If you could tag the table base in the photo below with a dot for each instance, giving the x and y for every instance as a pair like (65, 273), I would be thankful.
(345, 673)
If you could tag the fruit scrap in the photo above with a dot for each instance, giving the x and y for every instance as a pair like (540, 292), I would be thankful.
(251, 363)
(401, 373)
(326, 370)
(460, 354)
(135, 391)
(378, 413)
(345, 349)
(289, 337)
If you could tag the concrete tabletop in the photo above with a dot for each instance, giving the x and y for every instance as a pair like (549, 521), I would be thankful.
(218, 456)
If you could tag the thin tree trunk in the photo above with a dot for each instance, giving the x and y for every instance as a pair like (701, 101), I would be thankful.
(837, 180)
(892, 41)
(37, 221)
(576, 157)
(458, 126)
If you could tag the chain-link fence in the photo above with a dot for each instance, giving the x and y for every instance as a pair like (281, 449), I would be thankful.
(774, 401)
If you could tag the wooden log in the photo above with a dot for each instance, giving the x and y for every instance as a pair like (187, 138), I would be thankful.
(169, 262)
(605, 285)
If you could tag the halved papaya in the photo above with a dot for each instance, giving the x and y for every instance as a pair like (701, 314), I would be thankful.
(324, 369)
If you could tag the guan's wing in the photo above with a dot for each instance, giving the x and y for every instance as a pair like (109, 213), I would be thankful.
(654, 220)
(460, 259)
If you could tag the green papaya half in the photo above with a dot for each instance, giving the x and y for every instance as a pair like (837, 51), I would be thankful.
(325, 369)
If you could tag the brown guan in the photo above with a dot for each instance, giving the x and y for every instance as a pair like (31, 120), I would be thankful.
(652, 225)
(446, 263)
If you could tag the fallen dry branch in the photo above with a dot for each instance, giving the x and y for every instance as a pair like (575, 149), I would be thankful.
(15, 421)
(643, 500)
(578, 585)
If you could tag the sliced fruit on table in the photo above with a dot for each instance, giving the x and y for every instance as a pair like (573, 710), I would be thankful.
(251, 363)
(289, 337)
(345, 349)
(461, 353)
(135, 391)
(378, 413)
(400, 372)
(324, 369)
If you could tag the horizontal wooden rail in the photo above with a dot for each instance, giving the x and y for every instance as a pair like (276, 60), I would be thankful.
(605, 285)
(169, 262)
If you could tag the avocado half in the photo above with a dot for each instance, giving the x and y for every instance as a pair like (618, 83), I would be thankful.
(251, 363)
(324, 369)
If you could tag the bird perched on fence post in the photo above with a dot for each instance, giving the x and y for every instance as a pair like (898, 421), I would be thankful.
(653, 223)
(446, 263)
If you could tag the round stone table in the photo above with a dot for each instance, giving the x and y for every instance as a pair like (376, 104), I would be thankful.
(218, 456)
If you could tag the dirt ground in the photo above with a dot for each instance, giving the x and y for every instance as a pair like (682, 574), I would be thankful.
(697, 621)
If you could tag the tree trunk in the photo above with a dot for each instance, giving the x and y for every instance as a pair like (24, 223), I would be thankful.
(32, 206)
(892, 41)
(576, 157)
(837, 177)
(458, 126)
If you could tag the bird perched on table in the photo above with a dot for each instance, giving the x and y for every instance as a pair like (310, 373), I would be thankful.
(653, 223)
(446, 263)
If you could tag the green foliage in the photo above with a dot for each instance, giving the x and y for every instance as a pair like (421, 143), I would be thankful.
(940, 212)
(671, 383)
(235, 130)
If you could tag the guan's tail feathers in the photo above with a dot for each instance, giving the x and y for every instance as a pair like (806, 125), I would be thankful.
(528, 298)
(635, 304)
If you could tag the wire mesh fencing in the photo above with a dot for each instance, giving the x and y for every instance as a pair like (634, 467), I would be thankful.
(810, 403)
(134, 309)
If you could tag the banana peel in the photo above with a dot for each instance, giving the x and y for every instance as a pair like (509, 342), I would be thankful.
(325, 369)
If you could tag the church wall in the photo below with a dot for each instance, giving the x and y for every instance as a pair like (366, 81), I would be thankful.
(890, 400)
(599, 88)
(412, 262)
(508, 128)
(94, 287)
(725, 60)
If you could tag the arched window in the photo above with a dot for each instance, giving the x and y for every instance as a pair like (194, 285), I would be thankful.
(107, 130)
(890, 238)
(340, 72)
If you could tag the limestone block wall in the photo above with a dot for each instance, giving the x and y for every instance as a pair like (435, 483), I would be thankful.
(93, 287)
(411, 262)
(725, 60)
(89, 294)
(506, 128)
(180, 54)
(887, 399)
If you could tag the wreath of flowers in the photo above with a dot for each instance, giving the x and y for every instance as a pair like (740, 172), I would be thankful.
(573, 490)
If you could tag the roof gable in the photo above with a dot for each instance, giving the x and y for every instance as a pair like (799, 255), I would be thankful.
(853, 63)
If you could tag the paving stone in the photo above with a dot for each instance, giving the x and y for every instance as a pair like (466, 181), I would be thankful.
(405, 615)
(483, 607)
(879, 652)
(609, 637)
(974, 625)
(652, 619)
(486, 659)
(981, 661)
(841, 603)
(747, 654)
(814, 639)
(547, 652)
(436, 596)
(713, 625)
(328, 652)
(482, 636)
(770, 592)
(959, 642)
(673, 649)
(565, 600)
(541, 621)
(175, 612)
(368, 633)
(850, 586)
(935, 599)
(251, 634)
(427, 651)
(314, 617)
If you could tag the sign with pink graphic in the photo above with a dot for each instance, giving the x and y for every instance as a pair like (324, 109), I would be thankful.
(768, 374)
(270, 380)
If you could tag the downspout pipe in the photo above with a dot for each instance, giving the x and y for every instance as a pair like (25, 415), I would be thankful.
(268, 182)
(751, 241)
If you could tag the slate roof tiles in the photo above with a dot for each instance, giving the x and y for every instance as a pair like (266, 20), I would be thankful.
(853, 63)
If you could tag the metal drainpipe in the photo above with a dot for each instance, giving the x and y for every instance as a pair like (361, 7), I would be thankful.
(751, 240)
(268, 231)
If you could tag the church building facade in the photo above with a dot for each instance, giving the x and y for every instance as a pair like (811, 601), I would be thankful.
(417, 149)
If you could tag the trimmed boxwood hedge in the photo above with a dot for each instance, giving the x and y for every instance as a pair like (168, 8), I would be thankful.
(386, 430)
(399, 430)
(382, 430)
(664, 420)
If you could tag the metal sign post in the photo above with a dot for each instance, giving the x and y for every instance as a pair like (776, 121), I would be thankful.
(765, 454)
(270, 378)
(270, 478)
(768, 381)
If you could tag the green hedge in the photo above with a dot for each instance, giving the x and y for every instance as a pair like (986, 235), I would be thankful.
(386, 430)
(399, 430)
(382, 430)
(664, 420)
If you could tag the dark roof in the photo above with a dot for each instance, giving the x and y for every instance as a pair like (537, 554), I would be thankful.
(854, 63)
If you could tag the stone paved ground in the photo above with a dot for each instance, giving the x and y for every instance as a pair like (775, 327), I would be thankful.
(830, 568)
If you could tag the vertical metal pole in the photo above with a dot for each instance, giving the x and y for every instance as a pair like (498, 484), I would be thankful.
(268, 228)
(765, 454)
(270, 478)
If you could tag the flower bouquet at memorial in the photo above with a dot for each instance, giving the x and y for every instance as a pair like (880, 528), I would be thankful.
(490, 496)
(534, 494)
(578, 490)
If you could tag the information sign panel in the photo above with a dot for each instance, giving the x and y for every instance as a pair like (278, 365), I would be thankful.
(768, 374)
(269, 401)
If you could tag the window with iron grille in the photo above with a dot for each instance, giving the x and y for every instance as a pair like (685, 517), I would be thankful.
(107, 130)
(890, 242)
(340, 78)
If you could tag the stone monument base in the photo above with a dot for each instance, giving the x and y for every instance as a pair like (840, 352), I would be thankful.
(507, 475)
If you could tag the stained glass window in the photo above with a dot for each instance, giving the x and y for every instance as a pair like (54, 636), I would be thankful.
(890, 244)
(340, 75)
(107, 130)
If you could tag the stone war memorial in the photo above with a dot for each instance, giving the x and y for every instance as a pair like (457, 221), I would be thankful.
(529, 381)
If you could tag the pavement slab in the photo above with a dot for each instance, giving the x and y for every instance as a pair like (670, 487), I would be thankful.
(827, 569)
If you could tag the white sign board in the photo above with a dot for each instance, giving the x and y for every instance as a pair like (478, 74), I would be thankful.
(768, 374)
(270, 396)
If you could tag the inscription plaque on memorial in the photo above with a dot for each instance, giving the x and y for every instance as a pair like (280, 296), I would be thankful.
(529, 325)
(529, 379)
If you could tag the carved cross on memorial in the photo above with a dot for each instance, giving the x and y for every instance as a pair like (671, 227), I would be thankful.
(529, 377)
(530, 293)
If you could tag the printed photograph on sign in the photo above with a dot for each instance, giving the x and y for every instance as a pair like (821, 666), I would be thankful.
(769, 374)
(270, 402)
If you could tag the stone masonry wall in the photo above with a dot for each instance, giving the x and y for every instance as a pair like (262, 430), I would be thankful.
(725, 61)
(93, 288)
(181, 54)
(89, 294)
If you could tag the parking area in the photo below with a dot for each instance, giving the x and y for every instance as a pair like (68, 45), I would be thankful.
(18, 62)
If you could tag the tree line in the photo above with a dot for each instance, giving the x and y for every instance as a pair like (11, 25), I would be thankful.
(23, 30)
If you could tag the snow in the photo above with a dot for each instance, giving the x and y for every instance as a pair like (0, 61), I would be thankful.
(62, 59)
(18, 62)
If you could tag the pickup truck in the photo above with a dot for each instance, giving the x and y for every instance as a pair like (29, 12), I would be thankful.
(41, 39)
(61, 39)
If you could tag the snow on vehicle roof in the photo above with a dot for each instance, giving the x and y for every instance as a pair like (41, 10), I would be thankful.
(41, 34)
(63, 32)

· · · · ·

Directions for this task -
Take the lines from the one containing "If you could tag the parking" to the last line of the material above and write them out exactly.

Reply to the task -
If you could tag the parking area in the photo below with a dot for each instance, giving the x and y for every instance as a pair like (68, 45), I would be thankful.
(18, 62)
If you could tag the tree line in the photo above with a dot for each instance, giving the x and y for every instance as a pair like (11, 25), I would be thankful.
(23, 30)
If you could tag the snow in the photo above with a dot for each instance, giving the x and y for every instance as a pair like (0, 61), I would be thankful.
(62, 59)
(18, 62)
If you could tag the pickup truck in the photo above with a dot for each instance, giving the x and y for every instance as a pair like (29, 12), I would be thankful.
(41, 39)
(61, 39)
If you could tag the snow on vehicle roof in the photo above with a dot for each instance, giving the x and y for every instance as a pair like (41, 10), I would be thankful.
(41, 34)
(63, 32)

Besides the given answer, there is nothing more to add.